_Instructions:_
(1) In the game design notes, what item do you need to enter a town?
(2) Rewrite the game design notes, beginning at the words "The item system" and stopping after "refining and reassembling.", with "rocking chair" put in place of "grandfather clock".

_Extract:_

*-*-*

This just got bumped the hell up because I realized I can use ChatGPT as a productivity multiplier to create a massive amount of content and content relationships.
Uses a high-parameter layered version of the fractal maze engine to create emergent content. I'll explore this in its own post, but basically it creates a rich procedural world where areas that are similar are close together and subareas work the same way and are layered onto the existing one, such as sub-biomes, towns, town houses, etc.
Various areas are gated off metroidvania style -- you need clothing to enter a town, a torch to explore caves, etc. Resource collection is also gated, you need tools such as an axe, a pickaxe, fishing rod, etc.
The item system is shatterloopian and lootopian. Different plants will have different products that can be pulled from them in a very free fractal way, and will gain different game properties depending on type and maybe entity-based variance. The actual relevant properties are based on a cloud of tags that refinement processes can alter. You should therefore be able to do weird things like turn a grandfather clock into a sword by pulling out the required components of that recipe, refining and reassembling.
Resource locations are shatterloopian -- they're based on the location and limited. This leads to more emergent gameplay and encourages exploration to find additional materials.
Combat should work on similar principles as exploring -- like animals have a set of properties that vary as they or you attack, and then your weapons tie into that.

*-*-*

_Listed entries:_
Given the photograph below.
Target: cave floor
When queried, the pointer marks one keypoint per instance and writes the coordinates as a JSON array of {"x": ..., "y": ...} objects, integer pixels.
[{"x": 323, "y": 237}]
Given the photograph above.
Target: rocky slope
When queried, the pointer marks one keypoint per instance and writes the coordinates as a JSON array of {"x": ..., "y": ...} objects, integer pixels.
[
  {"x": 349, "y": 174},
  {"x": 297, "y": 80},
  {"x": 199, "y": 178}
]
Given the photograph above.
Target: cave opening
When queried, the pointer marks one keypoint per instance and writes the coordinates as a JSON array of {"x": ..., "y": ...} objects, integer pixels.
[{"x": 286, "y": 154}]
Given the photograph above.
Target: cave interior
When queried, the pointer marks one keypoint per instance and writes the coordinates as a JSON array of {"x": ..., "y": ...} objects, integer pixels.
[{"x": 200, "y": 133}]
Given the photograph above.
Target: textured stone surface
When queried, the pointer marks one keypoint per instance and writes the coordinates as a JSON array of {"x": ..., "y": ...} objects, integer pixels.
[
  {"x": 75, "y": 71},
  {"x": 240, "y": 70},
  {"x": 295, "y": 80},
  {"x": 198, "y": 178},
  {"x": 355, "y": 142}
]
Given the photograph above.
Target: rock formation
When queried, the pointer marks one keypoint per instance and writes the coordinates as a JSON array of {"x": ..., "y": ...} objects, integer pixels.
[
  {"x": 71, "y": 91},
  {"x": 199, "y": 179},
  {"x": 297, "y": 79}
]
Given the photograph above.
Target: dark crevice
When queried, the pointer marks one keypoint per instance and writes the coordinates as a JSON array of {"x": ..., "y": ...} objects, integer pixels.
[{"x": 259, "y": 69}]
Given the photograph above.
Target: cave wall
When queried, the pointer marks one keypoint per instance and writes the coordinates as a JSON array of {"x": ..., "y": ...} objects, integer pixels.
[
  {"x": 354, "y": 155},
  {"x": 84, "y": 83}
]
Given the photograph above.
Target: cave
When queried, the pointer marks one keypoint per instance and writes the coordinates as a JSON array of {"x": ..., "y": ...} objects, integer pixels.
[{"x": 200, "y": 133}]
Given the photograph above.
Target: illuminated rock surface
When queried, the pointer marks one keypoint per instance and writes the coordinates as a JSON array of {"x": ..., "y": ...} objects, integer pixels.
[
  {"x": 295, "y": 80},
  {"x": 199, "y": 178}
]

*-*-*

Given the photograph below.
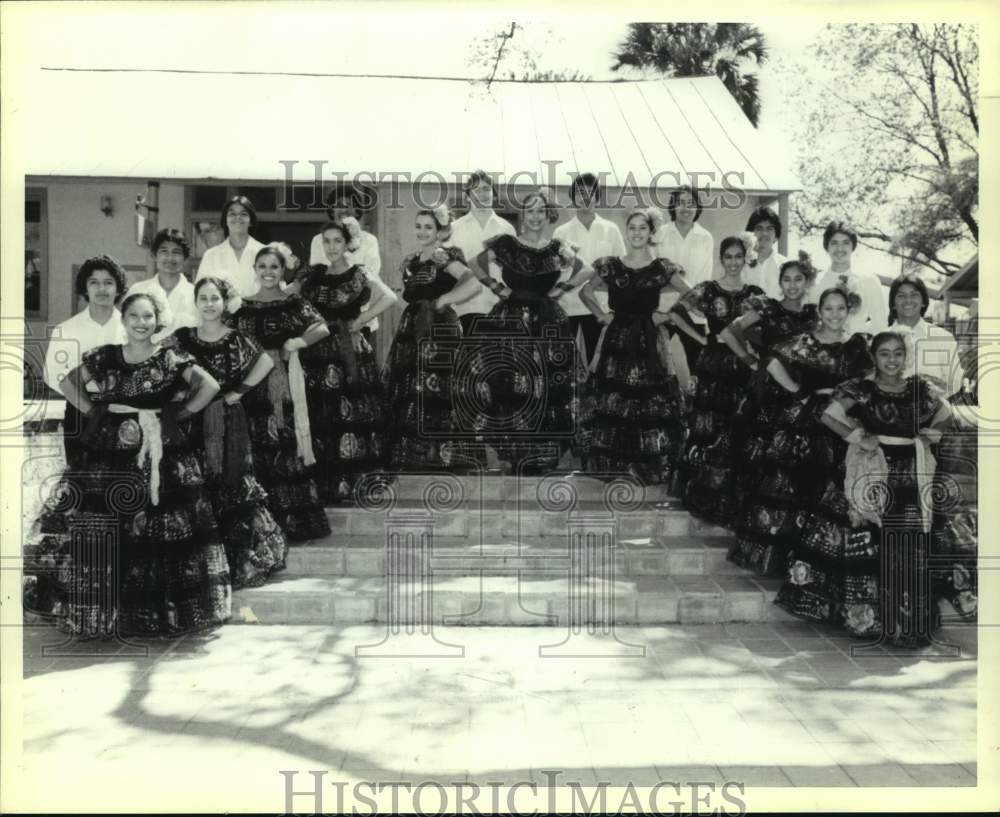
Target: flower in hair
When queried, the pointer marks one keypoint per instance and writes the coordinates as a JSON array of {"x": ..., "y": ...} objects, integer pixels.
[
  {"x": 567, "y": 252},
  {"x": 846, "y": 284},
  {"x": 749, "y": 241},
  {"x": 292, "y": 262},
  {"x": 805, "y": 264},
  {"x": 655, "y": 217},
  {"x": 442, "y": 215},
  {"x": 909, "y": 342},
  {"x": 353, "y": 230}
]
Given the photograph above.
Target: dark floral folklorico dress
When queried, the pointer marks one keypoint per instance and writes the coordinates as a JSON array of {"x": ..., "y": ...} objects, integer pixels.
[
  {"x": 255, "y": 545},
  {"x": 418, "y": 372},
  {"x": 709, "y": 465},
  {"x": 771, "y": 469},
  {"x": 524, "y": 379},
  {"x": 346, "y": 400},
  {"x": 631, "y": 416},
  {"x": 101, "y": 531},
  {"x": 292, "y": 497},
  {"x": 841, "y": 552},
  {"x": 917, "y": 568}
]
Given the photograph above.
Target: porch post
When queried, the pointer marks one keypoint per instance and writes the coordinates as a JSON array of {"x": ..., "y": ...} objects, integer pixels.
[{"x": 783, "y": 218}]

*-*-*

_Results of the tasks:_
(1) Clothing.

(2)
The item system is shatterloopian and lootopian. Different plants will have different products that can be pulled from them in a very free fractal way, and will gain different game properties depending on type and maybe entity-based variance. The actual relevant properties are based on a cloud of tags that refinement processes can alter. You should therefore be able to do weird things like turn a rocking chair into a sword by pulling out the required components of that recipe, refining and reassembling.